PROBLEM DETAILS => Copy out the forum thread about the A-13A watch below word for word, from start to finish.

EXCERPT PROVIDED =>
# # # # #
Hey Paolo... what is the battery EOL indicator, anyway? Does the second hand skip (for those of us that don't use the chrono function that much and may miss it not running)?


----------



## paolorange

Ciao Robert,
the EOL indicator of an unmodified 251.264 is the running second hand at the 6 o'clock subdial. (Un)fortunately this hand has been removed on the A-13A, so there is no EOL indicator.
However, as written above, all the prototypes I made feature this kind "hibernation function" of the chrono and that might serve for the purpose. I wrote MANY times to ETA to have confirmation, but they NEVER answered, so I can't make an official statement that all the A-13A movements will do the same.


----------



## I Like em BIG ! !

paolorange said:


> Ciao Robert,
> the EOL indicator of an unmodified 251.264 is the running second hand at the 6 o'clock subdial. (Un)fortunately this hand has been removed on the A-13A, so there is no EOL indicator.
> However, as written above, all the prototypes I made feature this kind "hibernation function" of the chrono and that might serve for the purpose. I wrote MANY times to ETA to have confirmation, but they NEVER answered, so I can't make an official statement that all the A-13A movements will do the same.


Sorry Paolo, I hadn't worn mine in quite some time and had forgotten there is no running second!

Please forgive my momentary brain lapse, but thank you for the reply.


----------



## ccpeabody

I see #256 was one of the first A-13A to be sold (used) on the WUS Buy & Sell. 

Looks like it sold in less than 24 hours!

I almost bought it just to have a spare but was able to resist.

I love mine and am looking forward to the day their are no more to be had new. I think owning one of a limited production, not to mention, one of the most useful pilot watches ever made will be neat.


----------



## R1P

It’s the second one; the first I saw was listed in April. It is a great looking watch, not to mention its purpose-built functionality.


----------



## COZ

R1P said:


> It's the second one; the first I saw was listed in April. It is a great looking watch, not to mention its purpose-built functionality.
# # # # #
GIVEN ENTRIES =>
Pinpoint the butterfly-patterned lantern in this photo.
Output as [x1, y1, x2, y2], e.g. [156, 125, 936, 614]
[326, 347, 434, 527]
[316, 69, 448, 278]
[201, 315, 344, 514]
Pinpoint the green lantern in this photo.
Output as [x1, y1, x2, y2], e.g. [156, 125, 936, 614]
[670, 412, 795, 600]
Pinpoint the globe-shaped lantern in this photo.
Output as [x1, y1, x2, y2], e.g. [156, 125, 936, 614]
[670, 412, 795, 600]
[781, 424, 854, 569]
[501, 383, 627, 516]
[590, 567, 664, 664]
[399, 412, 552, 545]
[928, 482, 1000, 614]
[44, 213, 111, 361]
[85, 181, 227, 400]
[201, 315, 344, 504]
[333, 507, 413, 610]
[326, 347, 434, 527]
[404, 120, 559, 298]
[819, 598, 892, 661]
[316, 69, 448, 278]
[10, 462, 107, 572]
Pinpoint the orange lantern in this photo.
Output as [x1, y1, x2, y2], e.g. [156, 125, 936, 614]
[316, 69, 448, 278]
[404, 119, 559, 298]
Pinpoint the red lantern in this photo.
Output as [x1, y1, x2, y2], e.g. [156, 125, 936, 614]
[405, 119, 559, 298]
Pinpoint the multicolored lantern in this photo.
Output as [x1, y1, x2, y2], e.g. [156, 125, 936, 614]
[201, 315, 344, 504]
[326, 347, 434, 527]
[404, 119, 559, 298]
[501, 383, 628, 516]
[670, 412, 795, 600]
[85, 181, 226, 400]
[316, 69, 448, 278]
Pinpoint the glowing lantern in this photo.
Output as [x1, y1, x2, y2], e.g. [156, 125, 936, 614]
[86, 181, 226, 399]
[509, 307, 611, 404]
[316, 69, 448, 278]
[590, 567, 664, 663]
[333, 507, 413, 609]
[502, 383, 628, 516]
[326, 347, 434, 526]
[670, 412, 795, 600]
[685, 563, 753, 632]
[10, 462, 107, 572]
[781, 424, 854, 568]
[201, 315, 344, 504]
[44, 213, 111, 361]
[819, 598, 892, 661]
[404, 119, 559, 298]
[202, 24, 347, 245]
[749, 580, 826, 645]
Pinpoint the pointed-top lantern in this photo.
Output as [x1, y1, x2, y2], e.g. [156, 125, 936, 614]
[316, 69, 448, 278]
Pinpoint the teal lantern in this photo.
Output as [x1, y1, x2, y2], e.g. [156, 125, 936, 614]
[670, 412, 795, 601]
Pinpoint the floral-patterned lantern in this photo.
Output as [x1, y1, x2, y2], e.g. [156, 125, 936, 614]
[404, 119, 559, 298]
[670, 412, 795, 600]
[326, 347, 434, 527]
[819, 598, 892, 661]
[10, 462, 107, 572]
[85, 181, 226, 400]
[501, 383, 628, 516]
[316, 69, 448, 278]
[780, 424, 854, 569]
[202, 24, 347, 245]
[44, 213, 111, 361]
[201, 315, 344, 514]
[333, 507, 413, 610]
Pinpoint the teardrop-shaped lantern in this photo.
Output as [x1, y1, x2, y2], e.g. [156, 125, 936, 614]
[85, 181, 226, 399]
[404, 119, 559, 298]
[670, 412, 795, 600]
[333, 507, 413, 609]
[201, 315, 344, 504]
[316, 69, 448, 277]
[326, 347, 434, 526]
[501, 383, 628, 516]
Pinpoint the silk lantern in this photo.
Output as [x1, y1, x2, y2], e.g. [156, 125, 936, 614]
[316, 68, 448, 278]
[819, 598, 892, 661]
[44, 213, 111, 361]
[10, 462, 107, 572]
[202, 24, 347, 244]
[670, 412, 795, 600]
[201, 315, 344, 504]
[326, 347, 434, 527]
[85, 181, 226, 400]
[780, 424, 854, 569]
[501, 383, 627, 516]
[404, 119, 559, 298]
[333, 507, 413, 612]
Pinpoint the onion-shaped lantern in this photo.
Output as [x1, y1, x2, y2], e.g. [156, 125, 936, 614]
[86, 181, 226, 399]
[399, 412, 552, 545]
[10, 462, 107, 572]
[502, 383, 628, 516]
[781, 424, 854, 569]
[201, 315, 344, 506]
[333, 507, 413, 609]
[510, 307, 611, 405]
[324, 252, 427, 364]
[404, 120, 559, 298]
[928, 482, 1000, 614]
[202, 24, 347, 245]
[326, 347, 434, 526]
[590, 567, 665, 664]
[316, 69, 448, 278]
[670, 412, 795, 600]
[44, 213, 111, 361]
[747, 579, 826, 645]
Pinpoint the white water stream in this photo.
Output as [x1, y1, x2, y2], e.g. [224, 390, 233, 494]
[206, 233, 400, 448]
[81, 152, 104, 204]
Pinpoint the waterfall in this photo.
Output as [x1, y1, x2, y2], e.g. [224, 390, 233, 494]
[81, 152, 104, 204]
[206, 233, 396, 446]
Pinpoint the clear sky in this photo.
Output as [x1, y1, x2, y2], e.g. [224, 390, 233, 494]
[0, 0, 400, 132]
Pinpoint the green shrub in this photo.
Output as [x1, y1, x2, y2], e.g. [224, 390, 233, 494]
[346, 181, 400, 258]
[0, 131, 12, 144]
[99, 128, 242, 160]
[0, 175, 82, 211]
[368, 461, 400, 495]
# # # # #
RESULT FOR THIS EXERCISE =>
Hey Paolo... what is the battery EOL indicator, anyway? Does the second hand skip (for those of us that don't use the chrono function that much and may miss it not running)?


----------



## paolorange

Ciao Robert,
the EOL indicator of an unmodified 251.264 is the running second hand at the 6 o'clock subdial. (Un)fortunately this hand has been removed on the A-13A, so there is no EOL indicator.
However, as written above, all the prototypes I made feature this kind "hibernation function" of the chrono and that might serve for the purpose. I wrote MANY times to ETA to have confirmation, but they NEVER answered, so I can't make an official statement that all the A-13A movements will do the same.


----------



## I Like em BIG ! !

paolorange said:


> Ciao Robert,
> the EOL indicator of an unmodified 251.264 is the running second hand at the 6 o'clock subdial. (Un)fortunately this hand has been removed on the A-13A, so there is no EOL indicator.
> However, as written above, all the prototypes I made feature this kind "hibernation function" of the chrono and that might serve for the purpose. I wrote MANY times to ETA to have confirmation, but they NEVER answered, so I can't make an official statement that all the A-13A movements will do the same.


Sorry Paolo, I hadn't worn mine in quite some time and had forgotten there is no running second!

Please forgive my momentary brain lapse, but thank you for the reply.


----------



## ccpeabody

I see #256 was one of the first A-13A to be sold (used) on the WUS Buy & Sell. 

Looks like it sold in less than 24 hours!

I almost bought it just to have a spare but was able to resist.

I love mine and am looking forward to the day their are no more to be had new. I think owning one of a limited production, not to mention, one of the most useful pilot watches ever made will be neat.


----------



## R1P

It’s the second one; the first I saw was listed in April. It is a great looking watch, not to mention its purpose-built functionality.


----------



## COZ

R1P said:


> It's the second one; the first I saw was listed in April. It is a great looking watch, not to mention its purpose-built functionality.